## EXERCISE DESCRIPTION
Copy each of the records below word for word, keeping every line in its original order. Leave the pictures out of your copy.

## RECORDS FOR THE EXERCISE
[BEGIN]

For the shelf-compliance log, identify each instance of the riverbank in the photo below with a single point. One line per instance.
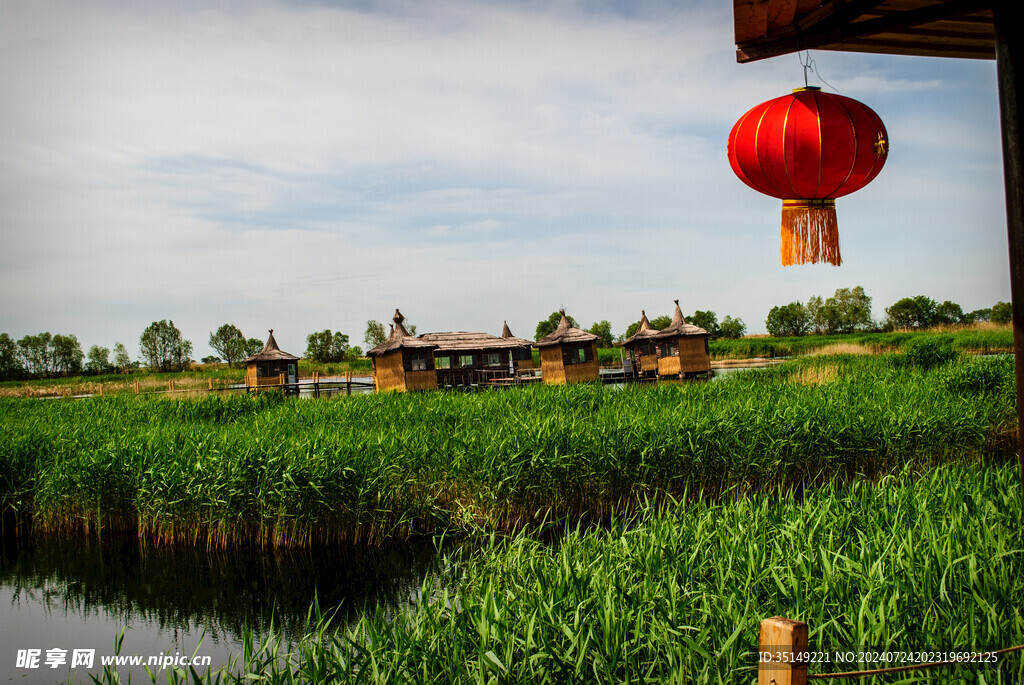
(919, 561)
(224, 471)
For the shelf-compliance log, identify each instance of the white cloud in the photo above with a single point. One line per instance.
(310, 166)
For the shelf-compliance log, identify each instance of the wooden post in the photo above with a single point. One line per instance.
(1009, 19)
(782, 639)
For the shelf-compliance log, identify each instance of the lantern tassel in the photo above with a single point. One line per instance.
(810, 232)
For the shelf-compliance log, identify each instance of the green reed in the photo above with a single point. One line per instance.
(978, 341)
(222, 470)
(675, 594)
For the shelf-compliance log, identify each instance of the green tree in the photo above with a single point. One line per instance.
(732, 328)
(121, 359)
(708, 320)
(977, 315)
(949, 312)
(814, 313)
(788, 319)
(549, 325)
(375, 334)
(228, 343)
(847, 310)
(911, 312)
(326, 346)
(10, 365)
(253, 347)
(163, 347)
(37, 353)
(68, 354)
(1001, 312)
(98, 360)
(603, 332)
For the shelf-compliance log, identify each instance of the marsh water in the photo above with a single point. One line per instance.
(59, 594)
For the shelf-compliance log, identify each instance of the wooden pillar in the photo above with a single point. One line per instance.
(1010, 69)
(782, 639)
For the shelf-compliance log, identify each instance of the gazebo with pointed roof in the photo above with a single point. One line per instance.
(271, 367)
(403, 361)
(683, 349)
(568, 354)
(642, 347)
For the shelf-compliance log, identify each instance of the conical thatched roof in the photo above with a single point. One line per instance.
(564, 333)
(271, 352)
(399, 339)
(644, 332)
(511, 339)
(679, 327)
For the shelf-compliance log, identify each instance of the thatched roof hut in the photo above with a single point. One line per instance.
(271, 366)
(568, 354)
(403, 361)
(463, 358)
(683, 348)
(642, 347)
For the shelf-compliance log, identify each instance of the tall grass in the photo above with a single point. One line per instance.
(676, 595)
(981, 340)
(224, 470)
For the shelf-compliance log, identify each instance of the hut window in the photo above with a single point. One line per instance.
(418, 361)
(577, 355)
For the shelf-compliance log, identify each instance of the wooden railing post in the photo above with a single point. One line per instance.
(782, 644)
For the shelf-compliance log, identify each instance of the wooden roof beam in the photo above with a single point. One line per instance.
(819, 28)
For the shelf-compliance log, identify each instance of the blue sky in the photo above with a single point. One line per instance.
(310, 165)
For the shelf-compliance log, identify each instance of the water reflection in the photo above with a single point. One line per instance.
(72, 593)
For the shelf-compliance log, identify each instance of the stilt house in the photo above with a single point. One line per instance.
(462, 358)
(568, 354)
(402, 361)
(271, 367)
(642, 348)
(682, 349)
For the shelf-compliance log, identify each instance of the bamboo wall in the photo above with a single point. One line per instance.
(693, 355)
(668, 366)
(581, 373)
(389, 374)
(524, 365)
(551, 366)
(555, 372)
(421, 380)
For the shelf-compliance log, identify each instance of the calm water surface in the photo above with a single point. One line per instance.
(80, 593)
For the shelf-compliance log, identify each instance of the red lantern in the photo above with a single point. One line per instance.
(808, 148)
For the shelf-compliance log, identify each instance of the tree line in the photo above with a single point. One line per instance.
(163, 348)
(849, 310)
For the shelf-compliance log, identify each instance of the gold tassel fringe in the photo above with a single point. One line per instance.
(810, 232)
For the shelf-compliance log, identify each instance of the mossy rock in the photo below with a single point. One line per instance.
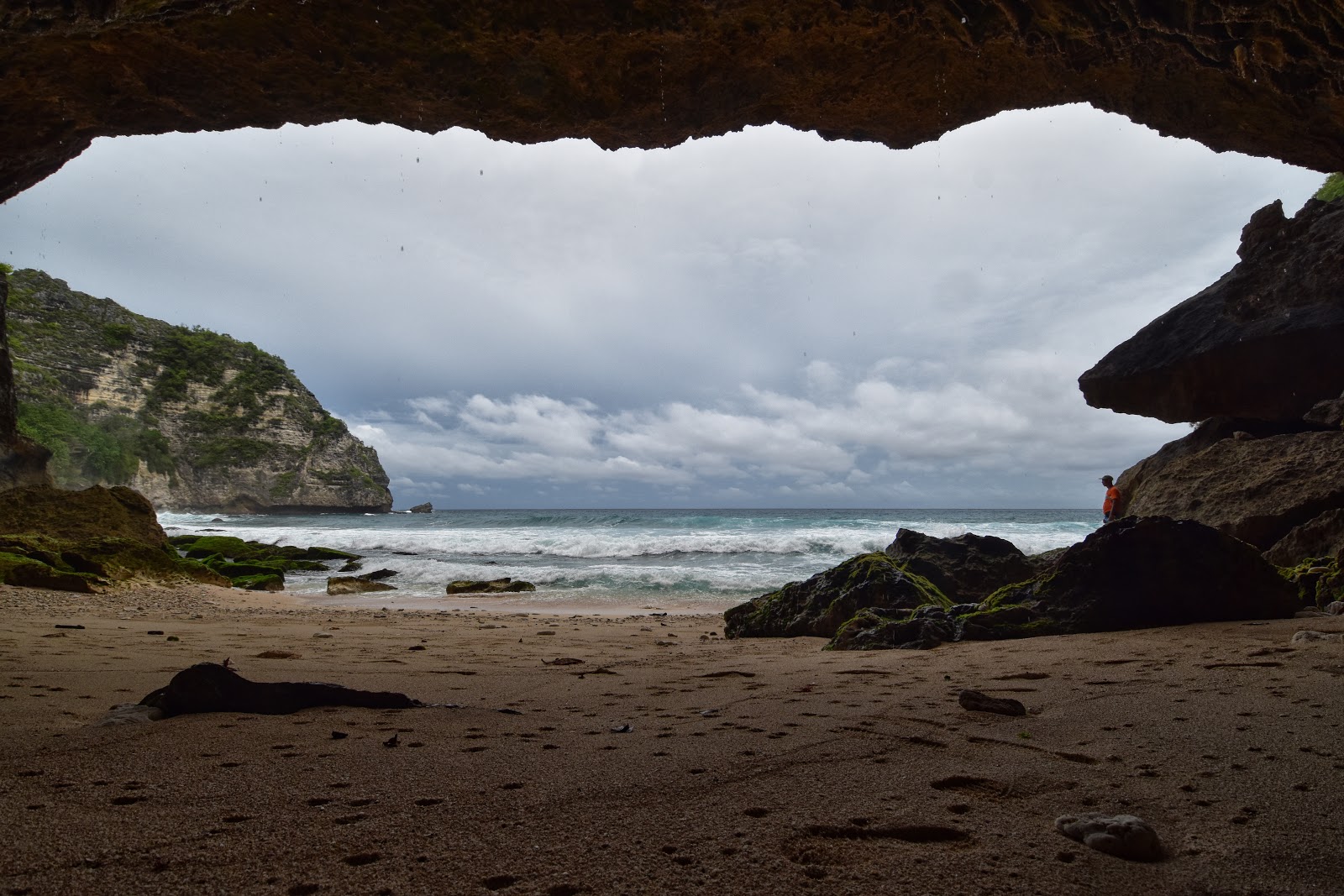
(492, 586)
(27, 573)
(255, 567)
(877, 631)
(202, 574)
(1005, 621)
(1317, 580)
(327, 553)
(225, 546)
(265, 582)
(826, 602)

[END]

## FINISHED TASK
For the shelf-compliance log, identify each instance of the riverbank in the photo below with a single point. One line per instance.
(919, 561)
(224, 471)
For the shelf-compliance log, identify each instance of the white cloud in the photo above with a single point. One line per instance.
(310, 166)
For the shelf-compliance log, identify each instance of the wooden post in the photo above with a single point. One line per instance.
(1009, 19)
(782, 639)
For the shelf-compliance log, identify each instance of the lantern tassel in the photo above with a single point. One line per instance.
(810, 232)
For the shelf-compliance log, identify each instance of the green reed in the photo above with a single point. One line per instance.
(978, 341)
(222, 470)
(675, 594)
For the shelf-compliance log, identify each instance of the green tree in the photo above with a single point. One line per instance.
(732, 328)
(121, 359)
(708, 320)
(977, 315)
(949, 312)
(814, 313)
(788, 319)
(549, 325)
(375, 334)
(228, 343)
(847, 310)
(911, 312)
(326, 346)
(10, 365)
(253, 347)
(163, 347)
(37, 353)
(68, 354)
(1001, 312)
(98, 360)
(603, 332)
For the shelf-compliance log, identify each instance of the marsh water in the photo above with a single point. One line per instance.
(59, 594)
For the shelf-compliance log, identify each instance of the wooden pillar in the photo above with a single point. One line per instance.
(1010, 69)
(782, 639)
For the shelf-compliance log, identify each instance of the gazebo with pointed roof in the photo above with a single point. One line per instance.
(271, 367)
(403, 361)
(683, 349)
(568, 354)
(642, 347)
For the shelf-compliance log, identify each instance of the conical thatched roof in the photo above with a single point. One line per instance.
(564, 333)
(271, 352)
(399, 339)
(644, 332)
(511, 339)
(679, 327)
For the shelf-compliance log, identify each instance of the thatched roof hut in the photo above with a single point. One line per instance.
(271, 366)
(568, 354)
(403, 361)
(463, 358)
(683, 348)
(642, 347)
For the shelf-compliance log, identify each instance of the tall grass in the photo above with a single point. One line per instance.
(676, 595)
(981, 340)
(224, 470)
For the shelf-compliance log, identify each instance of the hut window in the photo above with a single point. One line per instance.
(418, 361)
(577, 355)
For the shelf-compliance log, identify each instance of the wooden railing post in the photo above with a single point. One line per instance.
(782, 644)
For the shelf-compliance log, identify each instance of the wooden roof beam in the photo above with a single point. One line per instance.
(819, 28)
For the shelf-compliance log, identify each instance of the blue sky in the photo above with a single point. One line per instance.
(310, 165)
For the shelf-compliance log, identify each instance of the water reflection in the photo above with a single point. One line per instance.
(72, 593)
For the shelf-compliance log, identify each instance of the stilt house in the photo above with a single point. One line per instance.
(462, 358)
(568, 354)
(402, 361)
(271, 367)
(642, 348)
(682, 349)
For the shelf-compliance log, identify each instance of the bamboo wall in the photo above with a single point. One line per instance.
(693, 355)
(668, 366)
(581, 373)
(389, 374)
(524, 365)
(551, 366)
(555, 372)
(421, 380)
For the shelf-compliance log, identify each instance of the calm water surface in the photo above with a single point. One line per instance.
(80, 593)
For the shelf-compliance log, identify each instance of the red lantern in the photo above with a single point. One line per instance.
(808, 148)
For the shelf-compliance log, identify each instance of the tree line in the photo above with a single point. One line per instance.
(163, 348)
(849, 310)
For the shelf-compliance log, identify each instance of the gold tassel fringe in the photo above with a single point. One line per instance.
(810, 232)
For the shelf-compliance log, identify each instance of the mossy rock in the photo below with a single point. One line per instance.
(492, 586)
(27, 573)
(255, 567)
(877, 631)
(202, 574)
(1005, 621)
(1317, 580)
(327, 553)
(225, 546)
(265, 582)
(826, 602)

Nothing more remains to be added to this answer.